■ Set task ■
Add 57 to every x and y keypoint coordinate in the entries, starting at the line with "of the chimney" and running through the end of the entries, then write all of those lines out again, requests included. Leave the pictures out of your answer.

* BEGIN Recorded information *

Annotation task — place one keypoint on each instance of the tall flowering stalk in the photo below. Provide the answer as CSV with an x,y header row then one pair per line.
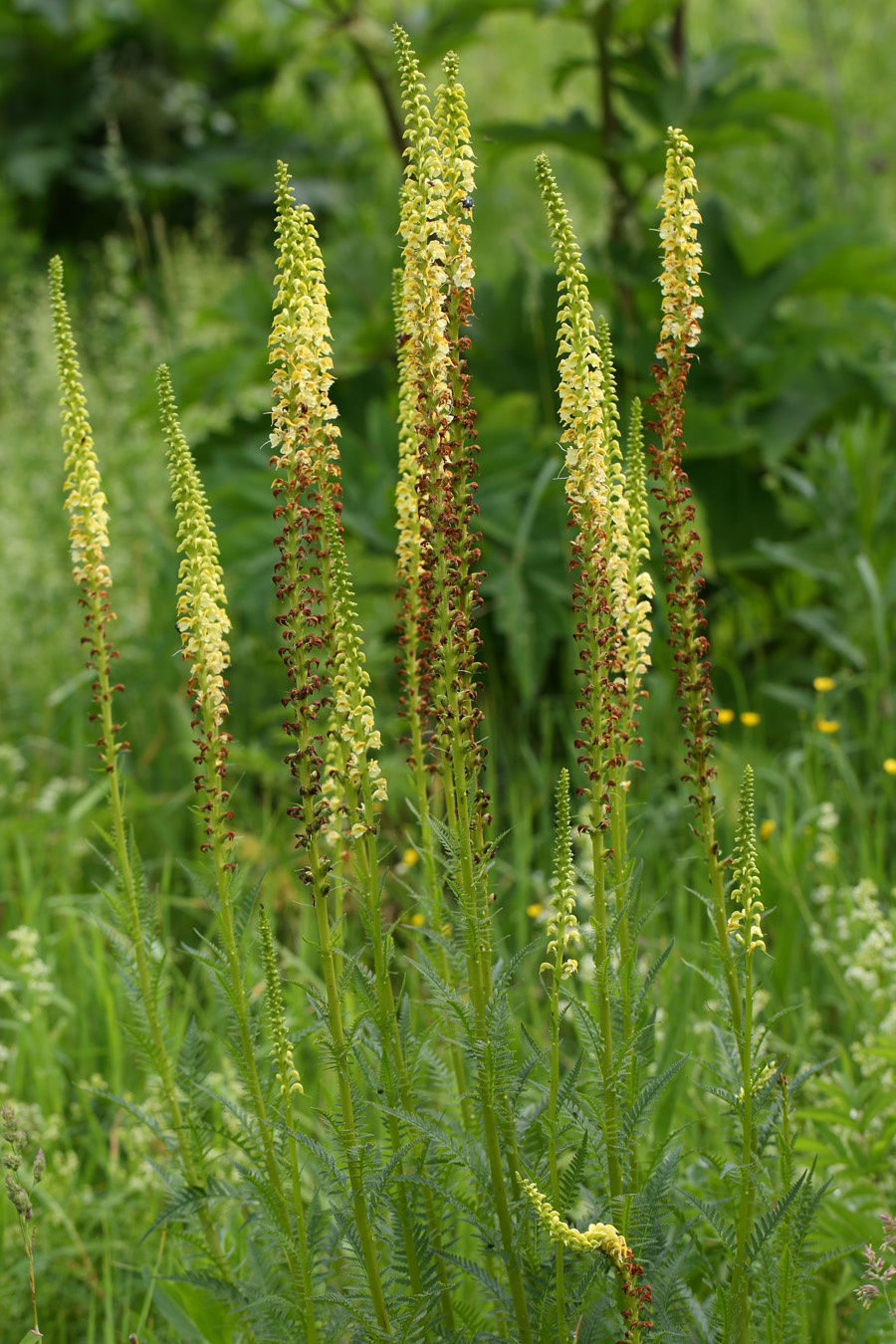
x,y
598,519
87,507
203,624
305,456
680,333
438,169
437,302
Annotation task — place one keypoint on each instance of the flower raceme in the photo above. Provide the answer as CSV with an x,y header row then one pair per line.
x,y
563,926
202,615
88,521
595,499
746,922
600,1239
438,544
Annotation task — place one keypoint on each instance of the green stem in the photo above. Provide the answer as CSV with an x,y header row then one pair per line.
x,y
741,1286
602,992
299,1205
619,832
111,750
220,848
340,1052
553,1128
435,905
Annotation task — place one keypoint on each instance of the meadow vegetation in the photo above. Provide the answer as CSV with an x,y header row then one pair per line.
x,y
534,979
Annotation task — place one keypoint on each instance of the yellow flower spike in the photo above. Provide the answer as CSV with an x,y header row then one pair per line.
x,y
638,625
599,1239
746,922
202,602
595,496
88,523
681,253
85,499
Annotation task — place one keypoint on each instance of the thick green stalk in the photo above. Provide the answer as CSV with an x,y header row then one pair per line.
x,y
480,991
602,994
741,1283
162,1060
299,1205
340,1052
553,1129
220,849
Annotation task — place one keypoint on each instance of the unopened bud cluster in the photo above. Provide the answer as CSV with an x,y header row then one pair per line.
x,y
202,617
563,926
12,1158
746,922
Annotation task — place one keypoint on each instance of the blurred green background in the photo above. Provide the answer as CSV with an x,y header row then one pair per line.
x,y
138,138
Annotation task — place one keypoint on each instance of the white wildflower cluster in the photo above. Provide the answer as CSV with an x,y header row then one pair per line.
x,y
33,987
826,853
862,938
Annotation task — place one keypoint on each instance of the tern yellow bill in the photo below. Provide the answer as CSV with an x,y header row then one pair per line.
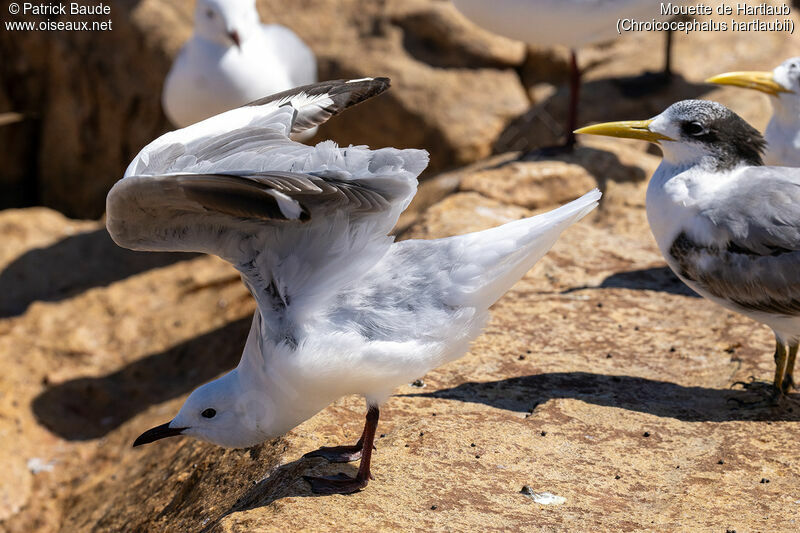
x,y
628,129
760,81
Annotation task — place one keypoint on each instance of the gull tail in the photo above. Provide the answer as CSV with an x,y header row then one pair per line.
x,y
491,261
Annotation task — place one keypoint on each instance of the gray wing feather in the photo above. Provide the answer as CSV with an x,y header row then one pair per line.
x,y
317,102
297,56
231,203
758,267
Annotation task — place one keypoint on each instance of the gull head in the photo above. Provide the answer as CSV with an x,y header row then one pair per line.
x,y
692,132
783,83
225,22
216,412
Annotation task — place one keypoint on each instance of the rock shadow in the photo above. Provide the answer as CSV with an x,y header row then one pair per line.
x,y
286,481
90,407
71,266
660,279
659,398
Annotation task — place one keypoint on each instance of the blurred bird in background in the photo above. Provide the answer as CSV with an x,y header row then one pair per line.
x,y
783,86
572,23
231,60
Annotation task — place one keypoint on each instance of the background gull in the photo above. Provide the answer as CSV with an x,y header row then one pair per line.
x,y
572,23
728,226
341,308
783,87
232,59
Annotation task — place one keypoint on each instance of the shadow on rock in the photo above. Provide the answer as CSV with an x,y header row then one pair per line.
x,y
660,398
601,101
71,266
660,279
286,481
90,407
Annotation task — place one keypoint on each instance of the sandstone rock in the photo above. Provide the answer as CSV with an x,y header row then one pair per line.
x,y
606,96
97,94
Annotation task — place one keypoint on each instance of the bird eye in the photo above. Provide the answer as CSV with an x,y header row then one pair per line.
x,y
694,128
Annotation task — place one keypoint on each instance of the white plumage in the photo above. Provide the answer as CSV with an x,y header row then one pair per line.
x,y
342,309
232,59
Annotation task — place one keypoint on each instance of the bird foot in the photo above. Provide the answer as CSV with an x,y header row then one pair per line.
x,y
645,85
338,454
338,484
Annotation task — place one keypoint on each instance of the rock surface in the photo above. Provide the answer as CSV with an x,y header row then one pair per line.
x,y
600,379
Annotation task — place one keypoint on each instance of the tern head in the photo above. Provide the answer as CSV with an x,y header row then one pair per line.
x,y
694,132
783,83
225,22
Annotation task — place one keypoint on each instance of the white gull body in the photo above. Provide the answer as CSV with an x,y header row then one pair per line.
x,y
572,23
232,59
783,87
342,309
727,225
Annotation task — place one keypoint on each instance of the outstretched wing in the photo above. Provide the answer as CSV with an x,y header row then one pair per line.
x,y
758,219
297,221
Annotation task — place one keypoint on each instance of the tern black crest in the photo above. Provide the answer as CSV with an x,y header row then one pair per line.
x,y
722,131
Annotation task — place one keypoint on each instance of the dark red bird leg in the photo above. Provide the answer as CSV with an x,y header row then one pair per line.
x,y
342,483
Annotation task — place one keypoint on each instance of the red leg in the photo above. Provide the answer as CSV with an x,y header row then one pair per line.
x,y
341,483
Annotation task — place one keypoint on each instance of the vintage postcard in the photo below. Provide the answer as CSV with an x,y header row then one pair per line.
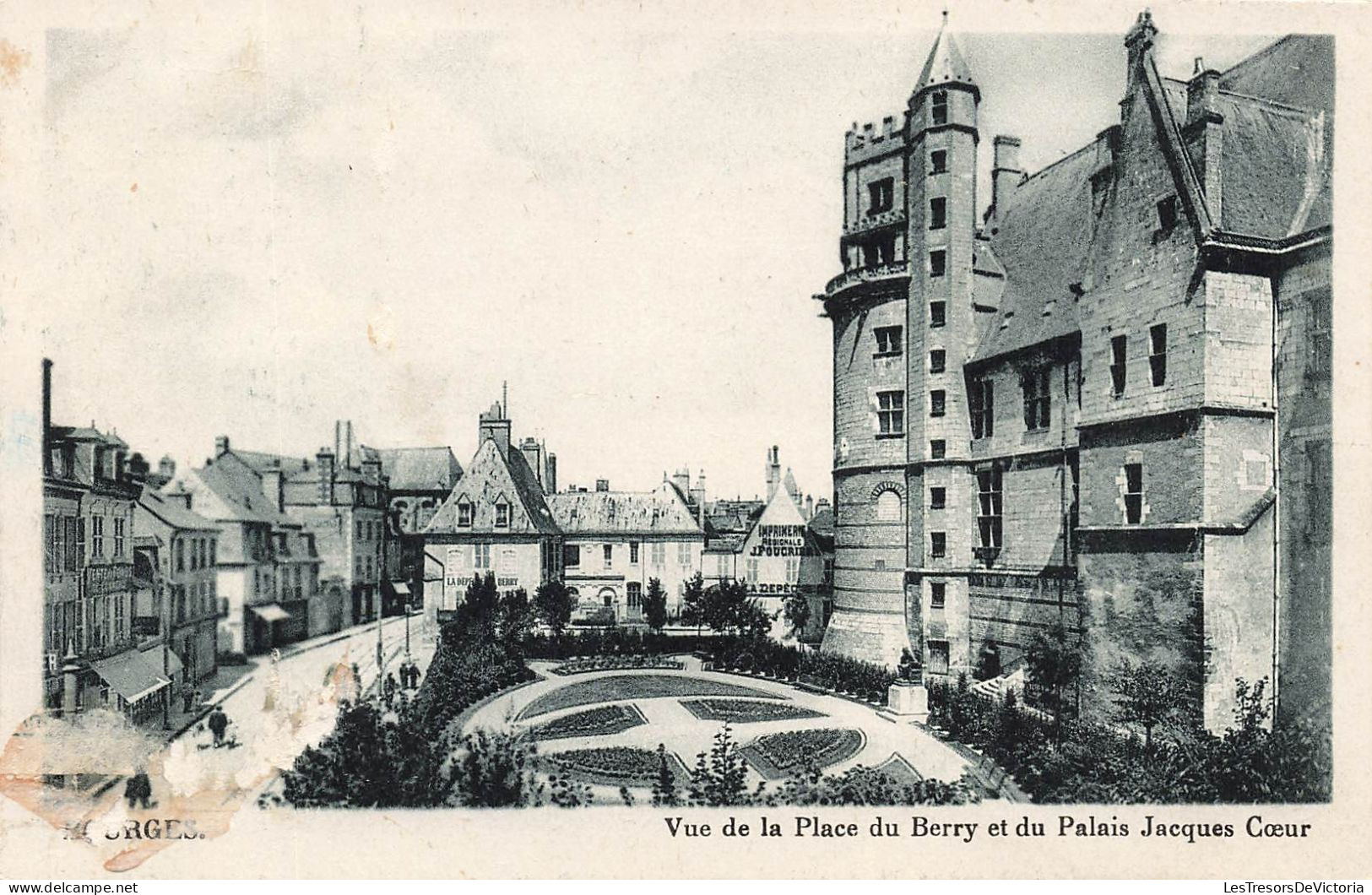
x,y
811,440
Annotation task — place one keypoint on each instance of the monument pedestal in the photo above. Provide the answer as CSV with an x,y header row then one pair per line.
x,y
907,702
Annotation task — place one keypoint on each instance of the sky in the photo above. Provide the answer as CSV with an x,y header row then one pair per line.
x,y
263,224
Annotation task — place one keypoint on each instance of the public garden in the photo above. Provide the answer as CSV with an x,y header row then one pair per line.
x,y
516,710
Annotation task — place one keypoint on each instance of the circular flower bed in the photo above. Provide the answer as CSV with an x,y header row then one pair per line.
x,y
626,686
746,710
599,721
615,664
785,754
612,765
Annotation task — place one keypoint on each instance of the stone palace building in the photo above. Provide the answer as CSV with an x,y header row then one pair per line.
x,y
1102,397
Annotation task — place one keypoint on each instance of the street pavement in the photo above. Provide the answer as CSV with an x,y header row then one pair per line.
x,y
274,713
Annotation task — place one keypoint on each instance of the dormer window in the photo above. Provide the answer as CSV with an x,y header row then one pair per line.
x,y
940,107
1167,214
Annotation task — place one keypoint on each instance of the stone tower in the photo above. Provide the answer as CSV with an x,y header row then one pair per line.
x,y
941,322
903,324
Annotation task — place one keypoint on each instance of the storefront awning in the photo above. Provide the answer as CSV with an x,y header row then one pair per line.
x,y
131,675
153,655
269,612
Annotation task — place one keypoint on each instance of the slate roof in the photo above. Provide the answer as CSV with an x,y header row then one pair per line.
x,y
241,487
1277,169
1043,243
173,513
623,513
419,469
944,62
1277,184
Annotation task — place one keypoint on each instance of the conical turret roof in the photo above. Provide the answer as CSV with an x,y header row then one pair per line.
x,y
946,62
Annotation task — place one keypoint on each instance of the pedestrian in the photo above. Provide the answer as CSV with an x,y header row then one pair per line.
x,y
219,724
138,789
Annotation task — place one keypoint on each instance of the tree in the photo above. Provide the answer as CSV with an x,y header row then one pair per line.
x,y
516,616
654,605
553,605
664,789
1055,664
719,777
797,612
1145,695
693,601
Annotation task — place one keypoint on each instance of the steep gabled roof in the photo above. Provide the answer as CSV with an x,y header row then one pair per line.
x,y
660,511
173,513
419,469
491,475
1043,243
241,489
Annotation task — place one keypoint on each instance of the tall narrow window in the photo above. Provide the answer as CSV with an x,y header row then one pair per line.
x,y
888,341
888,507
939,107
983,399
937,213
1038,403
881,194
1134,493
891,412
990,507
1117,368
1158,353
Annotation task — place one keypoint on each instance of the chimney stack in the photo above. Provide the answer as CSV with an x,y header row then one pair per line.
x,y
773,471
1137,44
494,426
47,416
324,458
1006,175
1203,133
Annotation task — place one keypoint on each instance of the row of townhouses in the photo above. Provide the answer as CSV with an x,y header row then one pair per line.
x,y
154,578
508,518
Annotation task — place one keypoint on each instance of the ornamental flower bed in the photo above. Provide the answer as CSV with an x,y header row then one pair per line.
x,y
612,765
746,710
614,664
599,721
789,752
627,686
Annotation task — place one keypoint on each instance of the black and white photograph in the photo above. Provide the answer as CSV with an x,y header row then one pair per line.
x,y
888,423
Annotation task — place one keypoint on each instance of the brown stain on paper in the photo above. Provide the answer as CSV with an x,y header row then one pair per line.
x,y
13,61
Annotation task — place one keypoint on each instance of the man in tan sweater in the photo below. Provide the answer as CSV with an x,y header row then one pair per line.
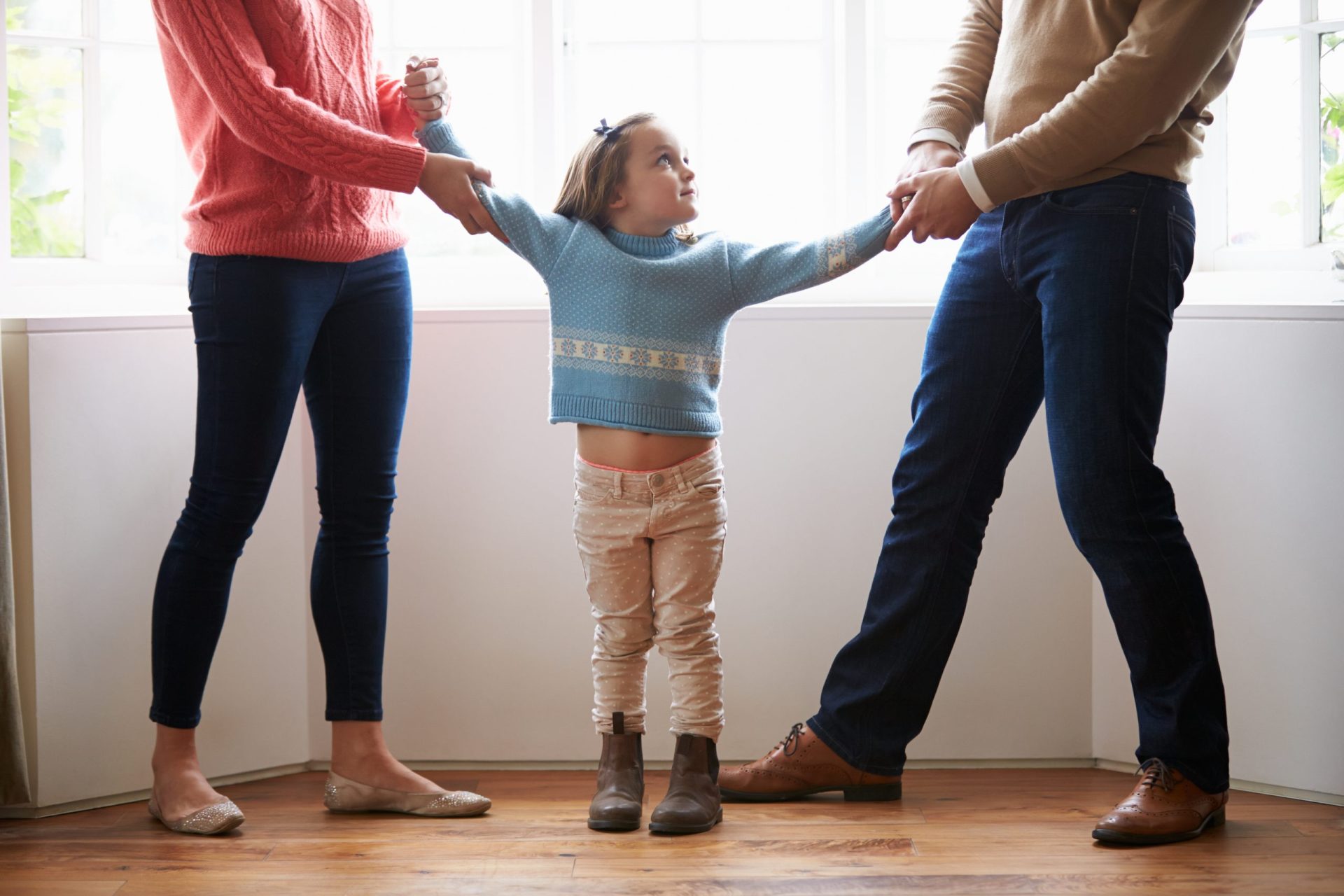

* END Recorded information *

■ Answer for this exercise ■
Annotation task — place one keypoint on each instance of the chimney stack in the photo above. Provide the answer as CSV with an x,y header row then one pair per line.
x,y
830,528
1194,101
551,483
104,473
381,515
1063,232
1260,190
Annotation task — place one keypoint on each instance of the row of townhouses in the photo above. Provide the answer as CSV with an x,y header row then one pair per line.
x,y
211,635
565,575
Annotation task — place one keypoint on each instance of the ornamental flower bed in the photo above. Provide the answer as CSV with an x,y header row then one pair per line.
x,y
669,822
803,767
671,721
656,778
846,809
684,743
Annotation task — place one keypoint on each instance of the black and white photograph in the photo above. Provide the answer as CSV with an x,y header row then one pair per line.
x,y
945,480
Annotation task — place one keypoint on each instance of the brown stain on paper in the photo above. Provide the answer as CSV with an x,y header row then one pair per line.
x,y
70,118
Annotation task — place one keypoint on each instance of the man in tan sweater in the photo below. Provide the answer as CSV with an x,y header row then one pair per line.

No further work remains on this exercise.